* Description of the task
In the data below, find the line that contains "Query: distant wall" and the line that contains "find green tree". Copy both, plus every line between them, exactly.

* Recorded data

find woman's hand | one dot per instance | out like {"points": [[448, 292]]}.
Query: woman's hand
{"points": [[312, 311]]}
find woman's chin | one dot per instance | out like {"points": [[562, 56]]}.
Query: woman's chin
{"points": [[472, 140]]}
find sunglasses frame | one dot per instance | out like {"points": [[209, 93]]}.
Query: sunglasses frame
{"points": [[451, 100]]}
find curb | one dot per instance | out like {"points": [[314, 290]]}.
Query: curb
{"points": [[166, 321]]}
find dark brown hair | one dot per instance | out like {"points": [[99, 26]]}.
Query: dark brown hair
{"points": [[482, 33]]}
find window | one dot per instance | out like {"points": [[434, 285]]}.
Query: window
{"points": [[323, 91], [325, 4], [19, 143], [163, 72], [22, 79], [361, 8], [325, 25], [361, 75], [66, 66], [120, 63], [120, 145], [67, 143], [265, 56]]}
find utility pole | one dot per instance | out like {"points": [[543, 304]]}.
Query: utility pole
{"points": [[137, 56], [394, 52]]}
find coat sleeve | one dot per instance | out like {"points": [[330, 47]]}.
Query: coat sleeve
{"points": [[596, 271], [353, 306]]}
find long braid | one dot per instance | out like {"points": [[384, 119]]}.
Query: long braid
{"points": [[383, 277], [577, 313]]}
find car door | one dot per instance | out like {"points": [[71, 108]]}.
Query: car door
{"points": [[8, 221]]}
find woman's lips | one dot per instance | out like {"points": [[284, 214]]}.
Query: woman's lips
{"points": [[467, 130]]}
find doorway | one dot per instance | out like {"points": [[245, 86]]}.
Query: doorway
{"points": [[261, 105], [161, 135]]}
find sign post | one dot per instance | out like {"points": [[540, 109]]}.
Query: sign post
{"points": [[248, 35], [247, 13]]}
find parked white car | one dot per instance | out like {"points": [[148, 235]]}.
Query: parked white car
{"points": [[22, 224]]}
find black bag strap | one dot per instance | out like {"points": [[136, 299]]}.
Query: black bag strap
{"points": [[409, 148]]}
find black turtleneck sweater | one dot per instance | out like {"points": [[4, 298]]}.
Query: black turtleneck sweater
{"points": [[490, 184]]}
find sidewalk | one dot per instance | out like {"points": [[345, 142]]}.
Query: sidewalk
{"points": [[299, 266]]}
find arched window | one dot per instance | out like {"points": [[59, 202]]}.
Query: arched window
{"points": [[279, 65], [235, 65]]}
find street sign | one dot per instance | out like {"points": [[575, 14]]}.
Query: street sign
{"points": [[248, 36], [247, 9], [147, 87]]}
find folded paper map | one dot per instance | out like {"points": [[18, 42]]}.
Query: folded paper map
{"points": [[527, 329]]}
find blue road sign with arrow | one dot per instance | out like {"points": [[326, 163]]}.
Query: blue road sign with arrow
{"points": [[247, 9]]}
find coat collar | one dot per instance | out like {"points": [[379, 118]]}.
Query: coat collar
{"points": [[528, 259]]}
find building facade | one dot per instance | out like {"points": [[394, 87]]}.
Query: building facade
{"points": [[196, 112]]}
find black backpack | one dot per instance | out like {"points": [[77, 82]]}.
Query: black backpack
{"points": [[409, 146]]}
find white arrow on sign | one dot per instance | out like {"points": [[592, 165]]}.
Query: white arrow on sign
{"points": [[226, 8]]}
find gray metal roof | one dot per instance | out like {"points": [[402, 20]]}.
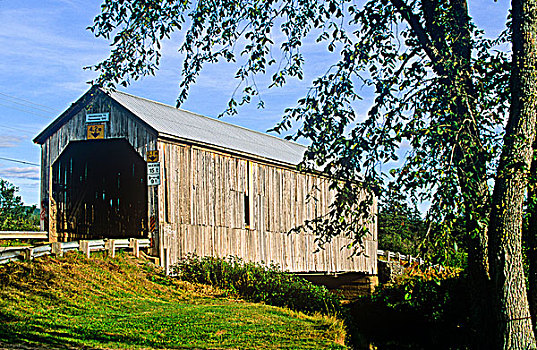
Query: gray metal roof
{"points": [[171, 121]]}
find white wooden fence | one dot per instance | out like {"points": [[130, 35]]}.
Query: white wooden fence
{"points": [[23, 235], [8, 254]]}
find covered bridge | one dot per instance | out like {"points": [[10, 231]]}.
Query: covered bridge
{"points": [[116, 165]]}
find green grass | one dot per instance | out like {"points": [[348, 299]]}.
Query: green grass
{"points": [[123, 303]]}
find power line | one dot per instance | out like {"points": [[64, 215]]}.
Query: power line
{"points": [[19, 161], [18, 129], [26, 111], [30, 102], [26, 105]]}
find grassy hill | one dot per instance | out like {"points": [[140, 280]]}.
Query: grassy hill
{"points": [[124, 303]]}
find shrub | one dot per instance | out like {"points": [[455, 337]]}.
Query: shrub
{"points": [[258, 282]]}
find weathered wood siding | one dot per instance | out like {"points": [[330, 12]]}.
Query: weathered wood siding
{"points": [[121, 125], [204, 197]]}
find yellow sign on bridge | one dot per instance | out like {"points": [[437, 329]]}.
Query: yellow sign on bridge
{"points": [[95, 131]]}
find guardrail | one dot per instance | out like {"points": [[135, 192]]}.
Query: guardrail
{"points": [[8, 254], [23, 235], [387, 255]]}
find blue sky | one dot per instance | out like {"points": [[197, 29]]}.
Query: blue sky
{"points": [[44, 45]]}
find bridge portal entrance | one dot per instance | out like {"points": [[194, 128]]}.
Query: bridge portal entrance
{"points": [[99, 190]]}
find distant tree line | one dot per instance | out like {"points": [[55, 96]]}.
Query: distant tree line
{"points": [[14, 215]]}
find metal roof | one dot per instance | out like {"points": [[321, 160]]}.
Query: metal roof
{"points": [[175, 122]]}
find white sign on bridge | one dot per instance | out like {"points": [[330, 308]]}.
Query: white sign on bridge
{"points": [[153, 174]]}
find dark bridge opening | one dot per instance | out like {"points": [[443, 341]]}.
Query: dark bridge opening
{"points": [[100, 191]]}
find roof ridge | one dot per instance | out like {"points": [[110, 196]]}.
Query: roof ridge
{"points": [[204, 116]]}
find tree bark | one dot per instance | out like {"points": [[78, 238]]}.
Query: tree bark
{"points": [[530, 237], [513, 319]]}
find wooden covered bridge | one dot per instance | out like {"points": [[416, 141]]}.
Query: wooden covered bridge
{"points": [[116, 165]]}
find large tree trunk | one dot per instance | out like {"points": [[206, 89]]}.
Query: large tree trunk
{"points": [[515, 329], [530, 237]]}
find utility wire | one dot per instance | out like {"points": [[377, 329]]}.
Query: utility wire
{"points": [[30, 102], [26, 111], [18, 129], [26, 105], [18, 161]]}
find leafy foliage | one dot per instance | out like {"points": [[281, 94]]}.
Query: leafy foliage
{"points": [[440, 86], [400, 226], [258, 283], [14, 216]]}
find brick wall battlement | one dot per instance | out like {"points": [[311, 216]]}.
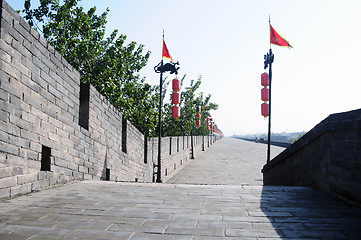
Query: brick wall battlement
{"points": [[328, 158], [54, 129]]}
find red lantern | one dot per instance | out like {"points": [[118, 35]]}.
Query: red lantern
{"points": [[176, 112], [176, 98], [264, 79], [265, 94], [176, 84], [265, 109]]}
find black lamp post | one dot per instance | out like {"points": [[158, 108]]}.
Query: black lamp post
{"points": [[268, 60]]}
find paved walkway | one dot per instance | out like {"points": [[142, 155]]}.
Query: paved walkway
{"points": [[108, 210], [230, 161]]}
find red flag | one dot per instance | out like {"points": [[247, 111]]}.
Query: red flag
{"points": [[166, 53], [277, 39]]}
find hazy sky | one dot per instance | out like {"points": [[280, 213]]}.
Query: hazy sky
{"points": [[224, 41]]}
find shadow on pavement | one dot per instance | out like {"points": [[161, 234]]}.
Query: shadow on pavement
{"points": [[301, 212]]}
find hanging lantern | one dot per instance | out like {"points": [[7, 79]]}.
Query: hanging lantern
{"points": [[264, 79], [198, 123], [265, 94], [176, 98], [265, 109], [176, 84], [176, 112]]}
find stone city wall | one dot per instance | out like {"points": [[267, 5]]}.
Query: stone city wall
{"points": [[328, 158], [54, 129]]}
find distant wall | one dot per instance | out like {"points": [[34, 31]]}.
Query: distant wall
{"points": [[54, 129], [328, 158]]}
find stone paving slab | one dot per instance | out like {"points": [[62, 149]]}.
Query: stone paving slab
{"points": [[228, 161], [109, 210]]}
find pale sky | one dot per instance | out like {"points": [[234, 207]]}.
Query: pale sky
{"points": [[224, 41]]}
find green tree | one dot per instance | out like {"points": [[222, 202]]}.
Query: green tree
{"points": [[190, 104], [106, 62]]}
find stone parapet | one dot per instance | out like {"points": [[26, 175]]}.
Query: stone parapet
{"points": [[328, 157]]}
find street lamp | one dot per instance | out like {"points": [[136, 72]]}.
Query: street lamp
{"points": [[162, 68]]}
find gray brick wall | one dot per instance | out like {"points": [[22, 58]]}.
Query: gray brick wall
{"points": [[40, 107], [328, 157]]}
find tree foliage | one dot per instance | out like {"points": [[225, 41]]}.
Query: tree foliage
{"points": [[112, 67]]}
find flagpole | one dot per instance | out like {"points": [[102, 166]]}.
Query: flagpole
{"points": [[269, 60], [159, 167]]}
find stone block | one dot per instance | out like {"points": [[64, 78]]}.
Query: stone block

* Result of the task
Query: distant wall
{"points": [[54, 129], [328, 158]]}
find stone paving slab | one dot per instance | out like {"points": [[62, 149]]}.
Query: stone paving slab
{"points": [[228, 161], [109, 210]]}
find pale sky | one dot per instance | out like {"points": [[234, 207]]}.
Query: pale sky
{"points": [[224, 41]]}
find green tree | one dot per instance | out like {"points": [[222, 202]]}.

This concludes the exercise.